La nostra intervista parte dal suo ultimo libro, Brama (Giulio Perrone editore, 2020), la cui protagonista è Bianca, fragile trentenne, ricoverata più volte in psichiatria per i suoi vani tentativi di suicidio. I desideri che la animano sono possedere l'altro, primeggiare, schivare le attenzioni di una madre morbosa, meritare il riconoscimento di un padre inarrivabile. L'incontro con il filosofo Carlo Brama, ambivalente oggetto di desiderio, rende maggiormente precario il suo stare al mondo e apre un viaggio a ritroso nell'infanzia e nell'adolescenza pugliese, frugando tra i segreti di una famiglia borghese piena di scheletri nell'armadio. L'amore non è una fiaba a lieto fine ma una radiografia della psiche, un legame tanto carnale quanto spirituale che, come in un rito, nel suo compiersi conduce al trascendimento della ragione. Tra Carlo e Bianca c'è un gioco crudele che diventa una condanna, una tessitura di destini, sacra e terribile, cui cercano entrambi di sfuggire.

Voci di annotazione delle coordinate
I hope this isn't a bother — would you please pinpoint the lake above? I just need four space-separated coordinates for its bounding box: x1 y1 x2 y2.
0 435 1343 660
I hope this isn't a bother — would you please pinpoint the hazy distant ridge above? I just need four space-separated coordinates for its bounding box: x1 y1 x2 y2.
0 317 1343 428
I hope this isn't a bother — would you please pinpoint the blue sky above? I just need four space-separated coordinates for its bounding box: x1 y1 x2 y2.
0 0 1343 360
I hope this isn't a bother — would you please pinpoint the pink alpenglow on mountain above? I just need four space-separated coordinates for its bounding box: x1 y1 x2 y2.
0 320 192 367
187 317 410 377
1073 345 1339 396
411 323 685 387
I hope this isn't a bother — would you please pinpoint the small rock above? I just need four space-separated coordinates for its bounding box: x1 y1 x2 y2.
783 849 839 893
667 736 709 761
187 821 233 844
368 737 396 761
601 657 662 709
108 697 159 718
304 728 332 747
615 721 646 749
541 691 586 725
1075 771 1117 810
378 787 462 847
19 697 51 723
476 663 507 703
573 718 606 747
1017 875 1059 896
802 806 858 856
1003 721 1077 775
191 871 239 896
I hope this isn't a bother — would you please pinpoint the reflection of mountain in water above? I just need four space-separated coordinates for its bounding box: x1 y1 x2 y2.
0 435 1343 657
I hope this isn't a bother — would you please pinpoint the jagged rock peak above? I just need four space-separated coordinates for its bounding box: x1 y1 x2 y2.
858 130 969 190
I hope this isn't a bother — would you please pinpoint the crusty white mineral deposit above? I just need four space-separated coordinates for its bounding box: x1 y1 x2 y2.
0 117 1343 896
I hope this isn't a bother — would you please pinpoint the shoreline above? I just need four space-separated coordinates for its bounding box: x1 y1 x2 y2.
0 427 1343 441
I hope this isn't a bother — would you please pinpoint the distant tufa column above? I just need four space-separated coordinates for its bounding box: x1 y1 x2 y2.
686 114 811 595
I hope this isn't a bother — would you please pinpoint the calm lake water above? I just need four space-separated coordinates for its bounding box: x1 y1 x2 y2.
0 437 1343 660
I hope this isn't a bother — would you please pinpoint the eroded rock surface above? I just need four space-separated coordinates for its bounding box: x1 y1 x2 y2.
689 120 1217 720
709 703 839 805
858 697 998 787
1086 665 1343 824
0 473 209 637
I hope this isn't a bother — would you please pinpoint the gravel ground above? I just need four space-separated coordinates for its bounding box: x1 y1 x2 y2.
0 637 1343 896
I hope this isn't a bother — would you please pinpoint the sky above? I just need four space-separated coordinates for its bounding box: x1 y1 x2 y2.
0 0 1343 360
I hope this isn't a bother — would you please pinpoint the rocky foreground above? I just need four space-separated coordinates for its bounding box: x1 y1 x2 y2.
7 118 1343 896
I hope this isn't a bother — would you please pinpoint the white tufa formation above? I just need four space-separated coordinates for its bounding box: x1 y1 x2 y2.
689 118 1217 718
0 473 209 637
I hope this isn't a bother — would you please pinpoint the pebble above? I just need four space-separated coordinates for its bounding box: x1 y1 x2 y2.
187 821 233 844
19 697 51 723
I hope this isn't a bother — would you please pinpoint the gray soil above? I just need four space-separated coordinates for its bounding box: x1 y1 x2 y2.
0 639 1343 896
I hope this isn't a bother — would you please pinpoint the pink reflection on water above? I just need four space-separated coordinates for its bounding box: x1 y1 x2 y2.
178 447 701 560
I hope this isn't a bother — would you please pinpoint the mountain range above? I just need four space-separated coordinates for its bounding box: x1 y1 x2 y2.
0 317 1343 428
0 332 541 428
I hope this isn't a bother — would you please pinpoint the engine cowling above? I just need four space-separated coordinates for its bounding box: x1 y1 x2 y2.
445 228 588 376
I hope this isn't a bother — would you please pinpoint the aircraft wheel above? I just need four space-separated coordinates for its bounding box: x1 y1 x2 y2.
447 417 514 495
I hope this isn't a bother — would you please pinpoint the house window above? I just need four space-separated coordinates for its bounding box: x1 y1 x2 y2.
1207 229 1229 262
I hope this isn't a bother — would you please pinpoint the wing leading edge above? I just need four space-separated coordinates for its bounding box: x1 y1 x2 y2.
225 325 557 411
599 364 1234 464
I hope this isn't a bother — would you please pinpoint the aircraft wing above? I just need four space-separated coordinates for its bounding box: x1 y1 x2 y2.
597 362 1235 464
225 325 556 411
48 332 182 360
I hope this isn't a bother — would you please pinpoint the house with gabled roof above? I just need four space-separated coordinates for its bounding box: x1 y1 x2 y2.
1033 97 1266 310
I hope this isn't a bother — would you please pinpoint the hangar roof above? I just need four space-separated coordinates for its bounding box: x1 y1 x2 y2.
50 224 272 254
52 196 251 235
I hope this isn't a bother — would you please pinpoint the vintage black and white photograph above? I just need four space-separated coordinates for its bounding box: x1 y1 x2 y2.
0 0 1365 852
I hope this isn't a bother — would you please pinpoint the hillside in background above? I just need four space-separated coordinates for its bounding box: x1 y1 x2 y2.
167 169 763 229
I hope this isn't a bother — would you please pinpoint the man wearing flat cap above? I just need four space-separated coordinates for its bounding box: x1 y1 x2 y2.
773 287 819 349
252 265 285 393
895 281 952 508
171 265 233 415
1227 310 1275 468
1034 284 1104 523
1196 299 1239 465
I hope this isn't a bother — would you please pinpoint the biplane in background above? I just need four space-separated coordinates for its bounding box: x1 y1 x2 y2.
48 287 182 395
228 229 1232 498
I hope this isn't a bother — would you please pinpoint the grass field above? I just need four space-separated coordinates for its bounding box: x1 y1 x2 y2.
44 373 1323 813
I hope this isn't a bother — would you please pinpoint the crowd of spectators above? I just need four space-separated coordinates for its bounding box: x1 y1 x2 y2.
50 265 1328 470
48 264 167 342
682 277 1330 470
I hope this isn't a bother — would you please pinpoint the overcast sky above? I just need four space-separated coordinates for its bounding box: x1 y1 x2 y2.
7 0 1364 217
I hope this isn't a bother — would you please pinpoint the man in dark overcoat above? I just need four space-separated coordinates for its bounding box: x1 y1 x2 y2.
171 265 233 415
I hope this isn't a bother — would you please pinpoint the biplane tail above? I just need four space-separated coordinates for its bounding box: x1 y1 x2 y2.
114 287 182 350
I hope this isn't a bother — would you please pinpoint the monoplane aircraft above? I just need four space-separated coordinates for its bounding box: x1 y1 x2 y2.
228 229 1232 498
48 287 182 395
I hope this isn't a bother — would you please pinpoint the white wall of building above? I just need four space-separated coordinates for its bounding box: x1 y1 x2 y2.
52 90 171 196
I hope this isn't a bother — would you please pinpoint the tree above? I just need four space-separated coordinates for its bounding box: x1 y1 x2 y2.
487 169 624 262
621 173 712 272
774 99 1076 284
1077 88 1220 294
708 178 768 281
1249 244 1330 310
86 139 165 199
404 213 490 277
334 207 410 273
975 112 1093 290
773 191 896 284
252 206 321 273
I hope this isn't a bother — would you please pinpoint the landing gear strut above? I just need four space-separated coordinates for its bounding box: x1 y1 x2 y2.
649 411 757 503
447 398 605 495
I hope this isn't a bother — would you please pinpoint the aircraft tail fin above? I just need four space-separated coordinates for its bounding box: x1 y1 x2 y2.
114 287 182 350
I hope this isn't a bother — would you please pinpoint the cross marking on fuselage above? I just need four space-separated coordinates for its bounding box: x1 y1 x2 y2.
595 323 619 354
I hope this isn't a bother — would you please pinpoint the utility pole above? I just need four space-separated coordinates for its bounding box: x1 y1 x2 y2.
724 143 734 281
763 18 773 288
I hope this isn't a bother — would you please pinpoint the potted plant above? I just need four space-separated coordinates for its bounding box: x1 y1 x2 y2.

Attività da svolgere:
**A)** Secondo l'estratto, chi è la protagonista del libro Brama?
**B)** Nei record, cita il tratto che si apre con la riga contenente "pinpoint the crusty" e si chiude con la riga contenente "0 117 1343 896", estremi compresi.
Il testo e i record non hanno alcun legame tra loro.

Soluzioni delle attività:
**A)** Bianca, una fragile trentenne.

**B)**
I hope this isn't a bother — would you please pinpoint the crusty white mineral deposit above? I just need four space-separated coordinates for its bounding box: x1 y1 x2 y2.
0 117 1343 896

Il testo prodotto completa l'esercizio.